(Location labeling records)
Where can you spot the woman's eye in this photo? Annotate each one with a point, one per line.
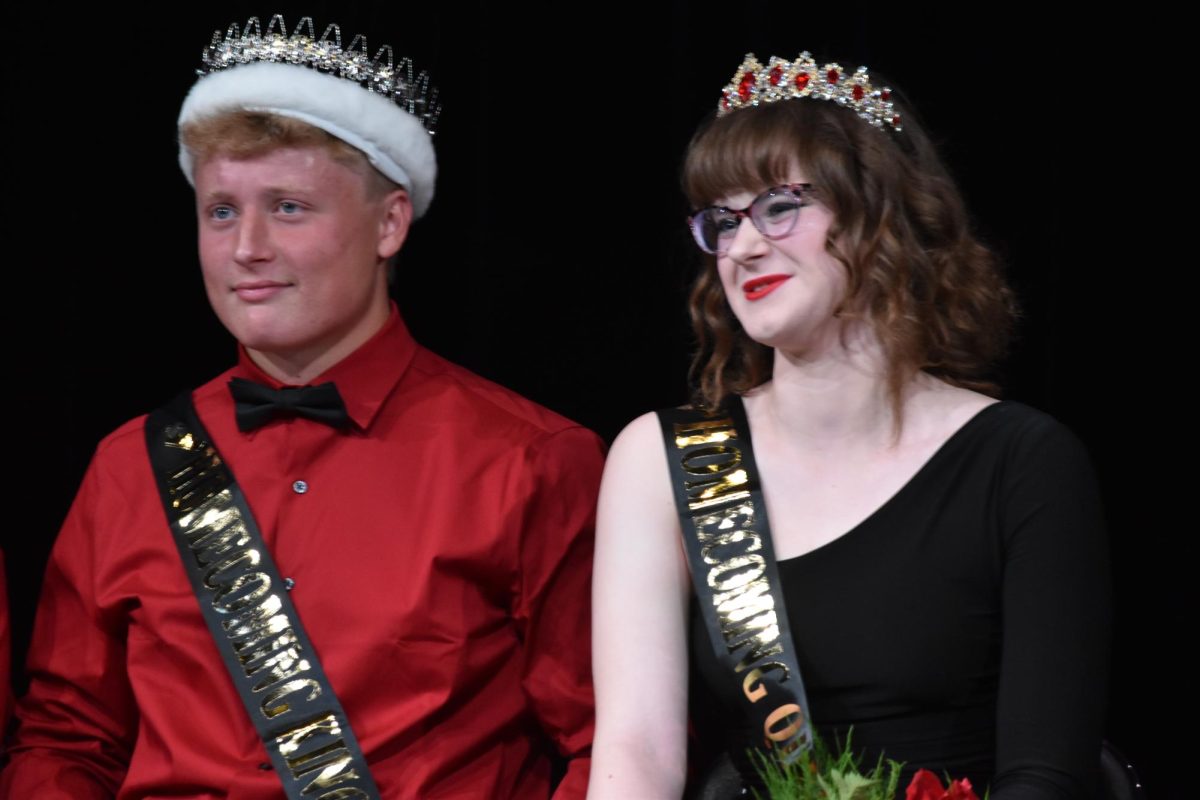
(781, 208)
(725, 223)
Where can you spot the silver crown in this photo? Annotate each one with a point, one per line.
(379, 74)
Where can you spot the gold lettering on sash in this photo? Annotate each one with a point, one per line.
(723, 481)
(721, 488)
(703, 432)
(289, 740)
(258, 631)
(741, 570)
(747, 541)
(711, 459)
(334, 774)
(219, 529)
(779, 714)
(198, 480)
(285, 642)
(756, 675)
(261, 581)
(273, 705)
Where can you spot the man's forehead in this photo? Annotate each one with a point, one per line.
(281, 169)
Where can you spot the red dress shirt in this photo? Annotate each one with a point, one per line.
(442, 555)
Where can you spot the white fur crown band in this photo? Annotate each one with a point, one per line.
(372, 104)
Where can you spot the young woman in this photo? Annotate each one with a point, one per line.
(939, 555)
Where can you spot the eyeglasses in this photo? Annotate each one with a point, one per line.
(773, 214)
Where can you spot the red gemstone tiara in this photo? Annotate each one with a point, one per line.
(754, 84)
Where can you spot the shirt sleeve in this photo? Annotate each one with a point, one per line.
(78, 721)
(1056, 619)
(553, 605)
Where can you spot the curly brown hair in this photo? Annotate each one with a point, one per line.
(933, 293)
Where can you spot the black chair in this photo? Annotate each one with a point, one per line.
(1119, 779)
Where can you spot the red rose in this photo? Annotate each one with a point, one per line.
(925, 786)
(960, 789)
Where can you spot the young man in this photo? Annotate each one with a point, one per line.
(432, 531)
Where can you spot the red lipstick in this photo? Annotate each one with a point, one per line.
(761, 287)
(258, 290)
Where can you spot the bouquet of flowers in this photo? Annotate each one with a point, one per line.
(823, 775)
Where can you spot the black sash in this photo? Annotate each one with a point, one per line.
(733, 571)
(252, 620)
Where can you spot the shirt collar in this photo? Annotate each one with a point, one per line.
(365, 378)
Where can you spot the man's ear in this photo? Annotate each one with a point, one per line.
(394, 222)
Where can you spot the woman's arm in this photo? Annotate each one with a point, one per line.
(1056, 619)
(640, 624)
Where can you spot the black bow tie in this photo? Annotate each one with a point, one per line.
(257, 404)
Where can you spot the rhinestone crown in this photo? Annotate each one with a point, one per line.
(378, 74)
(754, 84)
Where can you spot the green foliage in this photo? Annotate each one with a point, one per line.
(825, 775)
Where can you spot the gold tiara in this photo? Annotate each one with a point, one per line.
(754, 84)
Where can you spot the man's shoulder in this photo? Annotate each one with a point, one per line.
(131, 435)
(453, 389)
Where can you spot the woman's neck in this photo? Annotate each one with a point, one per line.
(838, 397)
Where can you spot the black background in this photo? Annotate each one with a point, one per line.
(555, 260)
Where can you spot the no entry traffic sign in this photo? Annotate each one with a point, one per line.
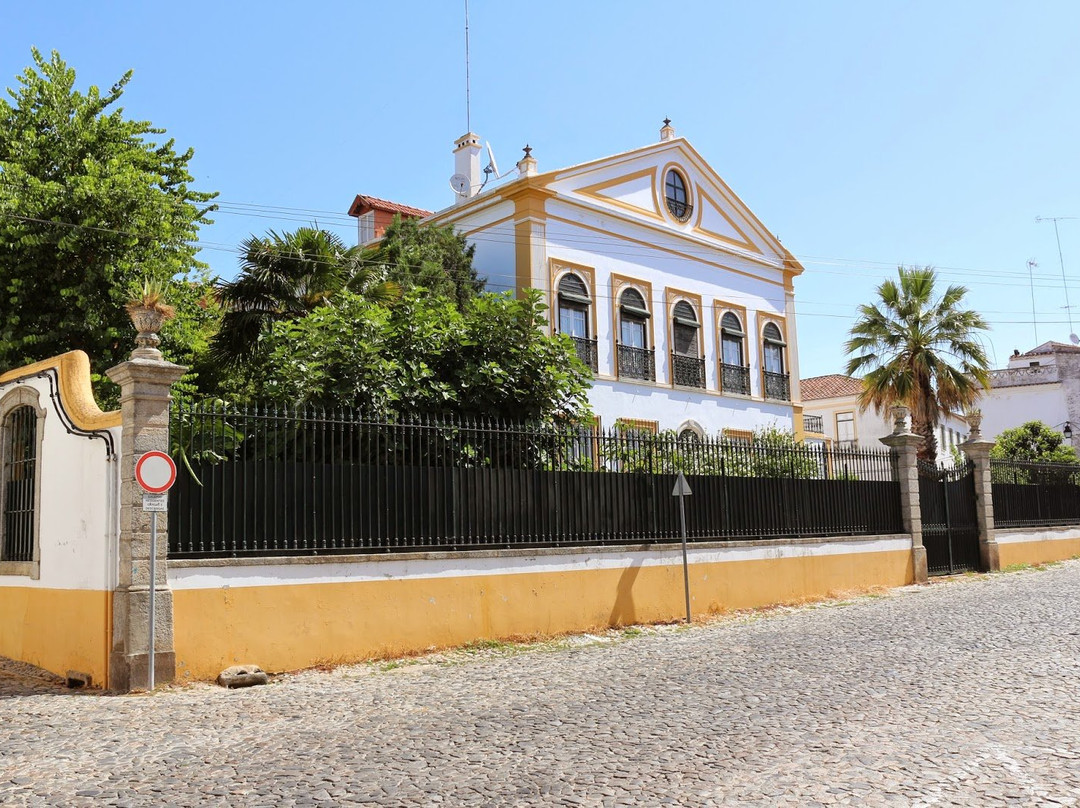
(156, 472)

_Task directions_.
Nothing but the lines from the one holding "Where can you spot the black bow" to the end of the entries above should be echoed, exactly and with both ends included; omit the pictures.

_Task response_.
Where can you spot the black bow tie in this photo? Annotate each one with a point, one per line.
(257, 404)
Where can you spot the rhinestone crown in this photo? Annotate each one with a point, one per line.
(378, 74)
(754, 84)
Where can you spot the green foliage in this photo? Annotate each one with a point, one per line.
(825, 775)
Where can you spot the gold tiara in this photo? Annotate each one with a point, one per line.
(754, 84)
Where can you spot the man's shoulder in this photo? Annotate each one with a point, one per line.
(131, 435)
(453, 389)
Where can you spot the woman's neck in this photo? Annotate each one with a point, one per line.
(838, 397)
Where can you spot the black background in this photo? Annotate each one with a point, one per line.
(555, 260)
Where can you spot the no entry traffic sign in this photo? Annotate each one with a point, one per line.
(156, 472)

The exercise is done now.